■ **TASK GOAL**:
Rewrite every line of the records below as a numbered list, leaving out blank lines and the pictures.

■ **PROVIDED RECORDS**:
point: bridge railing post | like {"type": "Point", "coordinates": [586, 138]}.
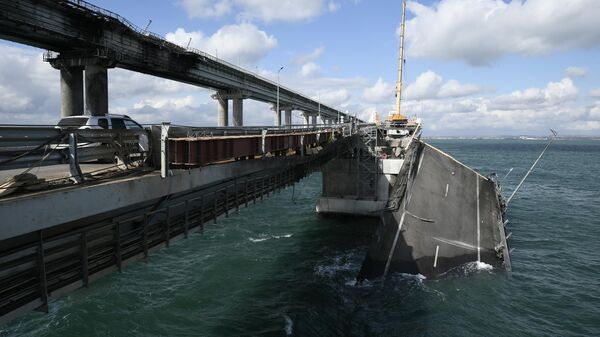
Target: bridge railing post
{"type": "Point", "coordinates": [74, 168]}
{"type": "Point", "coordinates": [164, 156]}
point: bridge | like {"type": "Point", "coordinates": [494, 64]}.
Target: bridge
{"type": "Point", "coordinates": [84, 40]}
{"type": "Point", "coordinates": [77, 204]}
{"type": "Point", "coordinates": [103, 198]}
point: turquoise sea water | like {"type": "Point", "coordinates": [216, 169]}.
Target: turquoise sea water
{"type": "Point", "coordinates": [278, 269]}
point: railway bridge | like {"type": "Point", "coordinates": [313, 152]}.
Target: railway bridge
{"type": "Point", "coordinates": [76, 204]}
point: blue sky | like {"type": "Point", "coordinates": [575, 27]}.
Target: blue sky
{"type": "Point", "coordinates": [473, 67]}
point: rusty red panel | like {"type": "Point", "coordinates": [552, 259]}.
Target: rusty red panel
{"type": "Point", "coordinates": [243, 147]}
{"type": "Point", "coordinates": [177, 150]}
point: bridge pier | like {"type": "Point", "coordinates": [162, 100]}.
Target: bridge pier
{"type": "Point", "coordinates": [277, 117]}
{"type": "Point", "coordinates": [288, 117]}
{"type": "Point", "coordinates": [238, 112]}
{"type": "Point", "coordinates": [71, 91]}
{"type": "Point", "coordinates": [96, 90]}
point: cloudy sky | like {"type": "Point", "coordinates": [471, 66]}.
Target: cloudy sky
{"type": "Point", "coordinates": [473, 67]}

■ **WRITTEN RESPONSE**:
1. point: bridge railing post | like {"type": "Point", "coordinates": [586, 138]}.
2. Target: bridge railing post
3. {"type": "Point", "coordinates": [74, 168]}
4. {"type": "Point", "coordinates": [164, 156]}
5. point: bridge | like {"type": "Point", "coordinates": [494, 64]}.
6. Target: bridge
7. {"type": "Point", "coordinates": [84, 40]}
8. {"type": "Point", "coordinates": [77, 204]}
9. {"type": "Point", "coordinates": [103, 198]}
10. point: turquoise sea water | like {"type": "Point", "coordinates": [216, 169]}.
11. Target: turquoise sea water
12. {"type": "Point", "coordinates": [278, 269]}
13. point: railway bridge | like {"type": "Point", "coordinates": [313, 152]}.
14. Target: railway bridge
15. {"type": "Point", "coordinates": [76, 204]}
16. point: blue sky | like {"type": "Point", "coordinates": [575, 27]}.
17. Target: blue sky
18. {"type": "Point", "coordinates": [473, 67]}
19. point: rusty red panel | like {"type": "Point", "coordinates": [552, 259]}.
20. Target: rusty red panel
21. {"type": "Point", "coordinates": [243, 147]}
22. {"type": "Point", "coordinates": [177, 150]}
23. point: bridge pier | like {"type": "Point", "coordinates": [162, 100]}.
24. Target: bridge pier
25. {"type": "Point", "coordinates": [277, 117]}
26. {"type": "Point", "coordinates": [288, 117]}
27. {"type": "Point", "coordinates": [238, 112]}
28. {"type": "Point", "coordinates": [71, 91]}
29. {"type": "Point", "coordinates": [96, 90]}
30. point: cloudy sky | like {"type": "Point", "coordinates": [471, 66]}.
31. Target: cloudy sky
32. {"type": "Point", "coordinates": [473, 67]}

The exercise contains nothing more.